> _QUESTIONS_
a) In the biography of Howard Ensign Evans, what subject did he study at the University of Connecticut?
b) Return the biography of Howard Ensign Evans word for word, starting with "Howard Ensign Evans" and going on through "a 1938 hurricane.".
c) Take the biography of Howard Ensign Evans further, picking up after its final sentence.

> _TEXT_
----

American entomologist

Howard Ensign Evans (February 23, 1919 – July 18, 2002) was an American entomologist who was a specialist on wasps. He was also the author of several popular works on entomology including Life on a Little-known Planet (1968), The Pleasures of Entomology (1985) and Wasp Farm (1963).

==Early life==

Born in East Hartford, Connecticut, the son of Archie and Adella (Ensign) Evans, he developed an interest in natural history, and insects in particular, as a child on his parents' tobacco farm. He attended the University of Connecticut, where he studied English. He took an interest in biology after attending classes in entomology by J.A. Manter. His thesis was based on rearing insects from branches broken by a 1938 hurricane.

Evans next began work on a Ph.D. at Cornell University, but his studies were interrupted by World War II. He chose to serve working as an army parasitologist, doing pioneering work on the Giardia parasite while stationed in St. John's, Newfoundland. Giardia is a genus of microscopic parasites that cause the diarrheal illness known as giardiasis. Giardia species (G. intestinalis, G. lamblia, or G. duodenalis) is found on surfaces or in soil, food, or water that has been contaminated with feces from infected humans or animals. He returned to North Carolina and worked at a base hospital studying parasites in the stools of returning servicemen. He resumed doctoral studies at Cornell with the passage in 1944 of the G.I. Bill that helped WWII veterans and their families to cover costs for college education. He worked on the systematics of the Pompilidae under J. Chester Bradley and V.S.L. Pate. Wasps in the family Pompilidae are commonly called spider wasps, spider-hunting wasps, or pompilid wasps. The family includes some 5,000 species in six subfamilies.

----

> _DATA UNDER STUDY_
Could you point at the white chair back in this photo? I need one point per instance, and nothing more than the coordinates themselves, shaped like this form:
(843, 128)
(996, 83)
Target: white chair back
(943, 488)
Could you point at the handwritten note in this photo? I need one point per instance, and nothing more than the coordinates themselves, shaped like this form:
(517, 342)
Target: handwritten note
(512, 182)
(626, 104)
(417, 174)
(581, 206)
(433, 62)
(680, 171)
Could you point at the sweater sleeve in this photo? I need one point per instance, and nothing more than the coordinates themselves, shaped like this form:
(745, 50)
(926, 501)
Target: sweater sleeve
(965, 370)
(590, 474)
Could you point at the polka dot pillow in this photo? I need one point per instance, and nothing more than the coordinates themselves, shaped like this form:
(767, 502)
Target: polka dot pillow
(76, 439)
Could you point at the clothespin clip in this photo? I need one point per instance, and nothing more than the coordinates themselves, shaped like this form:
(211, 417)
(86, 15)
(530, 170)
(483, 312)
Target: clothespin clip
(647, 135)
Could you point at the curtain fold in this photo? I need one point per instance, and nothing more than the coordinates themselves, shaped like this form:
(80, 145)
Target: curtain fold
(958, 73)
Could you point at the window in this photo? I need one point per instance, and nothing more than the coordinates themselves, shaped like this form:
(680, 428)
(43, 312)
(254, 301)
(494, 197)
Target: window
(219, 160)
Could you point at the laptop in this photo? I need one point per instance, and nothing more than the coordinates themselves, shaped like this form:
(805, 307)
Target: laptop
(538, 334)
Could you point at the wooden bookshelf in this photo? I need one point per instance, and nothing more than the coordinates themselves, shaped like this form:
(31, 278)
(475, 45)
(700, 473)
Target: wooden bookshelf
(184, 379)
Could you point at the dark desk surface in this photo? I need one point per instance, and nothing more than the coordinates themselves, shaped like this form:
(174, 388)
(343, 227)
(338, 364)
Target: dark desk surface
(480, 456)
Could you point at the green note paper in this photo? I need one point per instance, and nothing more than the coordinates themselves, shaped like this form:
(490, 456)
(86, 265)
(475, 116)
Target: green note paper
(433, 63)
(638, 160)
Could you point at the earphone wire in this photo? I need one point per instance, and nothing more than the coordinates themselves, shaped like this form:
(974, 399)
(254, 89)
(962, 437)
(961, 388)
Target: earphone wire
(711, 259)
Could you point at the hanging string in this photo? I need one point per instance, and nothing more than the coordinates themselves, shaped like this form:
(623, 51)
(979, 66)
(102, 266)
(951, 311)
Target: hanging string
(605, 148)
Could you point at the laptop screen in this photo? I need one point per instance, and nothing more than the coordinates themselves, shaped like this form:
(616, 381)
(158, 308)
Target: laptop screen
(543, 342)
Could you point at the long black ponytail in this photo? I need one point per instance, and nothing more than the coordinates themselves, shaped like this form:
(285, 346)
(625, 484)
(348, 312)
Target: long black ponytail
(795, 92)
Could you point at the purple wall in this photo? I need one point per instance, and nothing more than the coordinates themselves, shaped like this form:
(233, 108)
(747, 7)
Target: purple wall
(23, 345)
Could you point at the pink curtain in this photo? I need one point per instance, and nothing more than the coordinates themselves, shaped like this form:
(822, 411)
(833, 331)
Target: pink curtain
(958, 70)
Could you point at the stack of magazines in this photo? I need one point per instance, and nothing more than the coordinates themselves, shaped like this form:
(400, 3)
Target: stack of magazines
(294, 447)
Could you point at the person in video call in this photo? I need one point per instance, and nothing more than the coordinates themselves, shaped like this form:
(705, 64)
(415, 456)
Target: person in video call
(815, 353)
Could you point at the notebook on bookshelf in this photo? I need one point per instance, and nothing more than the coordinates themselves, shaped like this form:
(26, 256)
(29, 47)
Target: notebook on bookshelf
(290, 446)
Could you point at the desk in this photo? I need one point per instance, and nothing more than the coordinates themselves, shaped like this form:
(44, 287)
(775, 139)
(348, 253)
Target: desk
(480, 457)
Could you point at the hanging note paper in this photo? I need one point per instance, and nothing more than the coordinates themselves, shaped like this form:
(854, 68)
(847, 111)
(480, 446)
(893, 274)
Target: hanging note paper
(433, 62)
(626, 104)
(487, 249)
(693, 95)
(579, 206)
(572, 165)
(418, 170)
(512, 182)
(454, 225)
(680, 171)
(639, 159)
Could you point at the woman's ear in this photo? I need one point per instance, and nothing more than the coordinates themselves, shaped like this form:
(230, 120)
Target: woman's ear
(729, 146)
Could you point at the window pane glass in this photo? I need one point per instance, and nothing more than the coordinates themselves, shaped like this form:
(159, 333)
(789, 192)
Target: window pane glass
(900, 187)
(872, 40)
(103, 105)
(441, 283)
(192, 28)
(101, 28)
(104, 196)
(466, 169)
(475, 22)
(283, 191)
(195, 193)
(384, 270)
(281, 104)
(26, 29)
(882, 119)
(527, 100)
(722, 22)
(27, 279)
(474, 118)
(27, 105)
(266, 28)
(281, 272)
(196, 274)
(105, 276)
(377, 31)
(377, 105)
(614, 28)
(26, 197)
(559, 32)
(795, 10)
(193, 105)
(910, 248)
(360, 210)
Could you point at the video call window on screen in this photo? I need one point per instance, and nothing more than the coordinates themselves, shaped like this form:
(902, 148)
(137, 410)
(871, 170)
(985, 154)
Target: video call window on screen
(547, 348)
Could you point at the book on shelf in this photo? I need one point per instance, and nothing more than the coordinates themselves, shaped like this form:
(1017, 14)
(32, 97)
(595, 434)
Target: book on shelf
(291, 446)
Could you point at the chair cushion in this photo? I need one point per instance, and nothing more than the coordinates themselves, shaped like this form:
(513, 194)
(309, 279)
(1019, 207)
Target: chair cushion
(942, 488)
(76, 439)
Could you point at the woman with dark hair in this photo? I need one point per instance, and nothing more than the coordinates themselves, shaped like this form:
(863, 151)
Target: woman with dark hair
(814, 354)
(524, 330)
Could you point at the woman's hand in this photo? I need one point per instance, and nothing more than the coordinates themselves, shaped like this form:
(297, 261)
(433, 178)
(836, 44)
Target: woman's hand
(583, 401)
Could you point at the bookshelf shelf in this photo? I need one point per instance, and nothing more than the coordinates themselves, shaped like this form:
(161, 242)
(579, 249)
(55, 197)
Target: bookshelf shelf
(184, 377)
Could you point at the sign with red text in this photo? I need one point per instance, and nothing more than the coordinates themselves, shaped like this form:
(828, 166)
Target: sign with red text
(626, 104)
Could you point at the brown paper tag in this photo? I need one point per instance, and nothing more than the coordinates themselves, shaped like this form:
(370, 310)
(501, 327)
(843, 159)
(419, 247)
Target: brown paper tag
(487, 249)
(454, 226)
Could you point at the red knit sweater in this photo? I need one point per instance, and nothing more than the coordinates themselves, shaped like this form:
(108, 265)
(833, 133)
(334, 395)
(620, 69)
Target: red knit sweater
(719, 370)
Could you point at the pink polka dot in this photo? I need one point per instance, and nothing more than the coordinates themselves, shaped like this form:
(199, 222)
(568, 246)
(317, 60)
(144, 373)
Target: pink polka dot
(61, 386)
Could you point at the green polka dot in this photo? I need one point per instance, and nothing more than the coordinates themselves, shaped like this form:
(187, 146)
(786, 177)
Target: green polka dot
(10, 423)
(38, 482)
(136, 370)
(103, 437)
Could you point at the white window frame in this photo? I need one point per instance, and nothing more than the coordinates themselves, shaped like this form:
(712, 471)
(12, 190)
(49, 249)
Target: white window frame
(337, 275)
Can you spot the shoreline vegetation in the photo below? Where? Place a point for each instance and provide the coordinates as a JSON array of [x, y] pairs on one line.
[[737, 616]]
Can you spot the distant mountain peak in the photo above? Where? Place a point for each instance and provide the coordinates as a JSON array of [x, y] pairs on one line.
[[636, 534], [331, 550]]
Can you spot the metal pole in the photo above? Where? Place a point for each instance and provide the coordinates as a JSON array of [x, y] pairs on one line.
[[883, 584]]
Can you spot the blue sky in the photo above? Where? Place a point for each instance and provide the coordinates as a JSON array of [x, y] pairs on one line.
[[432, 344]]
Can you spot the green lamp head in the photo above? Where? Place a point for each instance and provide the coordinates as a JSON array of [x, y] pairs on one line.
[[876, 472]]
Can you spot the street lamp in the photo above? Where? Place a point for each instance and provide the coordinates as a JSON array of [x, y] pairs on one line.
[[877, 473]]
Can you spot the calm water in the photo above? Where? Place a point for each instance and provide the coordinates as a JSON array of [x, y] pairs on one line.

----

> _TASK-BY-TASK RESULTS_
a) English.

b)
Howard Ensign Evans (February 23, 1919 – July 18, 2002) was an American entomologist who was a specialist on wasps. He was also the author of several popular works on entomology including Life on a Little-known Planet (1968), The Pleasures of Entomology (1985) and Wasp Farm (1963).

==Early life==

Born in East Hartford, Connecticut, the son of Archie and Adella (Ensign) Evans, he developed an interest in natural history, and insects in particular, as a child on his parents' tobacco farm. He attended the University of Connecticut, where he studied English. He took an interest in biology after attending classes in entomology by J.A. Manter. His thesis was based on rearing insects from branches broken by a 1938 hurricane.

c)
Evans held academic positions at Kansas State University, Cornell University, Harvard University, and Colorado State University. His passions included field biology, writing, teaching, the American West, backpacking, fishing, classical music, environmental conservation, and his family. Howard and Mary Alice Evans raised three children.

==Research==
Numbered among his accomplishments in hymenopteran taxonomy was the novel family Scolebythidae in addition to 31 genera and almost 800 species. In addition to taxonomy, Evans produced important work on insect behavior and evolution. He worked on the behavior and systematics of sand wasps with Carl Yoshimoto and C.S. Lin between 1949 and 1952.

==Honors==
A fellow at the National Academy of Sciences, Evans received a number of honors, including the William J. Walker Prize of the Boston Museum of Science (1967) and the Daniel Giraud Elliot Medal from the National Academy of Sciences (1976).

==Publications==
Evans was short-listed in 1964 for the National Book Award for Wasp Farm. His work includes 255 scientific papers, 40 popular articles, and 15 books, including Wasp Farm and The Pleasures of Entomology. He coauthored the book Wasps with Mary Jane West-Eberhard. Several of his books, including Life on a Little Known Planet, are among the most popular works on entomology for a general audience and were translated into many languages and reprinted several times. His publications also include works on the history of biology, Australian natural history, and the American West; in addition, he published an entomology textbook and a volume of poetry. Several books were co-authored with his wife, Mary Alice (Dietrich) Evans (1921-2014), including a biography, William Morton Wheeler: Biologist, Australia: a Natural History, and Cache La Poudre: The Natural History of a River. Some of his most noteworthy essays for popular audiences were published posthumously as The Man Who Loved Wasps: A Howard Ensign Evans Reader. Also published posthumously was The Sand Wasps: Natural History and Behavior, completed by Kevin M. O'Neill from notes left by Evans. Evans maintained an interest in poetry and wrote The Song I Sing (1951) which included a collection of poems that had he had published in Hartford newspapers.